__ABOUT THIS TASK__
What the task needs is the data below, written out verbatim.

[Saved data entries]
○ ○ ○ ○ ○
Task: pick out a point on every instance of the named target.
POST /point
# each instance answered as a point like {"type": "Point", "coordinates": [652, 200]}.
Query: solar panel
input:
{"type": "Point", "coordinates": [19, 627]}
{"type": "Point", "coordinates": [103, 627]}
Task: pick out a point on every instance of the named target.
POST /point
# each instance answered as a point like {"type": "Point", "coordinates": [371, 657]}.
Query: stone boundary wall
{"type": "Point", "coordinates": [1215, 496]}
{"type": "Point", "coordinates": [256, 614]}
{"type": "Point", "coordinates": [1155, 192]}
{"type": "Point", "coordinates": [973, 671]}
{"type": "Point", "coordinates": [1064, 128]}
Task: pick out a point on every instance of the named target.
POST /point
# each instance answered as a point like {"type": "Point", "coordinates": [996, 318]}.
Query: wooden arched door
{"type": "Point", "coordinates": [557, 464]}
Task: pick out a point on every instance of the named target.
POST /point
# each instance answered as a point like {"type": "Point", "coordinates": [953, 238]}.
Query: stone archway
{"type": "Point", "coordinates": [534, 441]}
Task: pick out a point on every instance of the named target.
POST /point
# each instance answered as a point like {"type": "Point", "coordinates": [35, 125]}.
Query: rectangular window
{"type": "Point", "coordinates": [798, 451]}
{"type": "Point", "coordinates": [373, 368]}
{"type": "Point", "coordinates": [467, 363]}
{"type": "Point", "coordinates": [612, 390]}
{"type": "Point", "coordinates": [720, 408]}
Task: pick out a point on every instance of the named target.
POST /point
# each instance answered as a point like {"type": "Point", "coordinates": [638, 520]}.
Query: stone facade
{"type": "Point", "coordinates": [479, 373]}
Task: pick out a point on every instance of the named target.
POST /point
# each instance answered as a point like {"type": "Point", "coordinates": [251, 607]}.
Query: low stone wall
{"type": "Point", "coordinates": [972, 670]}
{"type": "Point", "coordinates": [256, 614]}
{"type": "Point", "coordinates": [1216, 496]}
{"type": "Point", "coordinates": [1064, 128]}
○ ○ ○ ○ ○
__RESPONSE BELOW__
Task: pick out a point on every instance of the named target.
POST /point
# each instance answered as a point like {"type": "Point", "coordinates": [652, 200]}.
Query: solar panel
input:
{"type": "Point", "coordinates": [19, 627]}
{"type": "Point", "coordinates": [103, 627]}
Task: pick out a point on every instance of the named target.
POST /point
# each instance answered as a point like {"type": "Point", "coordinates": [371, 657]}.
Query: stone boundary wall
{"type": "Point", "coordinates": [1215, 496]}
{"type": "Point", "coordinates": [256, 614]}
{"type": "Point", "coordinates": [1155, 192]}
{"type": "Point", "coordinates": [973, 671]}
{"type": "Point", "coordinates": [1064, 128]}
Task: pick out a point on every instance of the named target.
POST /point
# each instance answered as a point like {"type": "Point", "coordinates": [996, 318]}.
Query: wooden arched door
{"type": "Point", "coordinates": [557, 464]}
Task: pick out a point on every instance of the named target.
POST /point
# each instance answered as a point like {"type": "Point", "coordinates": [953, 238]}.
Query: stone archway
{"type": "Point", "coordinates": [534, 441]}
Task: pick out a point on every instance of the named target.
POST /point
# each instance answered as a point like {"type": "Point", "coordinates": [35, 125]}.
Query: rectangular window
{"type": "Point", "coordinates": [798, 451]}
{"type": "Point", "coordinates": [373, 368]}
{"type": "Point", "coordinates": [467, 363]}
{"type": "Point", "coordinates": [612, 390]}
{"type": "Point", "coordinates": [720, 408]}
Task: pick out a point on every instance of the named target.
POST /point
# each instance answered as a point like {"type": "Point", "coordinates": [638, 520]}.
Query: stone facade
{"type": "Point", "coordinates": [479, 373]}
Task: pick out a point on every instance of the named target.
POST /point
# each instance answered as a point like {"type": "Point", "coordinates": [251, 607]}.
Query: low stone wall
{"type": "Point", "coordinates": [972, 670]}
{"type": "Point", "coordinates": [256, 614]}
{"type": "Point", "coordinates": [1216, 496]}
{"type": "Point", "coordinates": [1064, 128]}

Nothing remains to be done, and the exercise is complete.